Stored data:
========================================================================

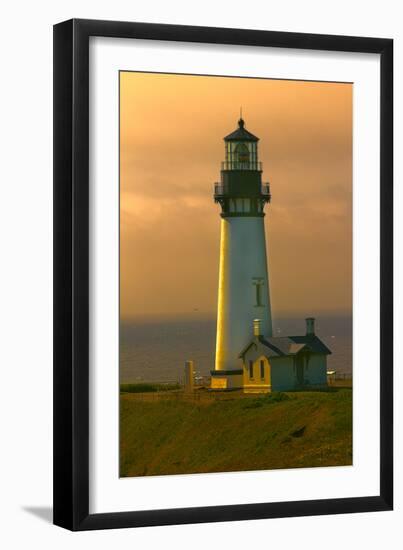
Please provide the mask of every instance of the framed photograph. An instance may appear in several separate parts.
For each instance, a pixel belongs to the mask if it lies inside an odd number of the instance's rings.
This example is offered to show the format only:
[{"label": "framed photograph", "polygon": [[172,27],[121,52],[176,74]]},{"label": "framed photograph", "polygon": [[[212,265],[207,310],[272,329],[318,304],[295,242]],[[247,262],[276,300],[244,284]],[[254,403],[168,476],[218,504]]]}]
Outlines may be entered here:
[{"label": "framed photograph", "polygon": [[393,42],[54,27],[54,523],[391,510]]}]

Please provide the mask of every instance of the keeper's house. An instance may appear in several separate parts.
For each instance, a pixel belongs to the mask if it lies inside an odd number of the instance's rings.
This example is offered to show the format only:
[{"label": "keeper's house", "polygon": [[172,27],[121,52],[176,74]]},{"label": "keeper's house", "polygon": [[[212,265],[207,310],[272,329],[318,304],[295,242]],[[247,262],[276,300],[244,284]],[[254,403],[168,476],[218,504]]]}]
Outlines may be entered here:
[{"label": "keeper's house", "polygon": [[253,338],[241,351],[242,368],[212,371],[213,389],[243,389],[269,393],[327,385],[327,356],[331,351],[318,338],[314,319],[306,319],[304,336],[265,337],[255,319]]}]

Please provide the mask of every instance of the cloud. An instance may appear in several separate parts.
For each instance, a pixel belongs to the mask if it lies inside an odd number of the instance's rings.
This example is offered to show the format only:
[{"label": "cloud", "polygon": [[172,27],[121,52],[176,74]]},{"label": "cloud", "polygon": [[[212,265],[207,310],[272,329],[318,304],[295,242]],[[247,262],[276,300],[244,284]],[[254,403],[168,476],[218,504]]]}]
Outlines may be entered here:
[{"label": "cloud", "polygon": [[215,310],[213,184],[240,104],[271,183],[275,312],[351,308],[352,86],[123,73],[123,316]]}]

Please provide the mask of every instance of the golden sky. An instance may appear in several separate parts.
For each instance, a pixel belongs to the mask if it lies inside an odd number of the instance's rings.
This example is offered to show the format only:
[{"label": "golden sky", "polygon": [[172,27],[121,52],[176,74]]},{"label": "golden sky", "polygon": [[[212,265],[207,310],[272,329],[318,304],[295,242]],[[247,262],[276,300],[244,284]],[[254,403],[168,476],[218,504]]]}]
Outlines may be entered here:
[{"label": "golden sky", "polygon": [[120,76],[121,316],[217,307],[223,137],[260,138],[274,318],[351,312],[352,85]]}]

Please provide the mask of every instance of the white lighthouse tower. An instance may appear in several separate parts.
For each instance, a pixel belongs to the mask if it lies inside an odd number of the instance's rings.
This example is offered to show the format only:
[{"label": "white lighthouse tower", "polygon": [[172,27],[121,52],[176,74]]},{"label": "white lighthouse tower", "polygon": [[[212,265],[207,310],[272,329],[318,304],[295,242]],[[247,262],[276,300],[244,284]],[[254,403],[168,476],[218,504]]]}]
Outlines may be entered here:
[{"label": "white lighthouse tower", "polygon": [[259,138],[241,118],[224,138],[225,160],[214,200],[221,205],[220,272],[215,368],[211,386],[242,386],[239,354],[253,336],[253,320],[272,335],[264,207],[270,202],[269,184],[262,184]]}]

========================================================================

What the task requires:
Pull out every line of the records above that contains the word "separate".

Answer space:
Please provide the mask of every instance of the framed photograph. An instance may appear in several separate parts.
Please provide the mask of every instance of the keeper's house. An instance may appear in several separate parts.
Please provide the mask of every instance of the cloud. An instance may appear in several separate parts.
Please provide the mask of every instance of the golden sky. An instance may appear in several separate parts.
Please provide the mask of every instance of the white lighthouse tower. An instance may appear in several separate parts.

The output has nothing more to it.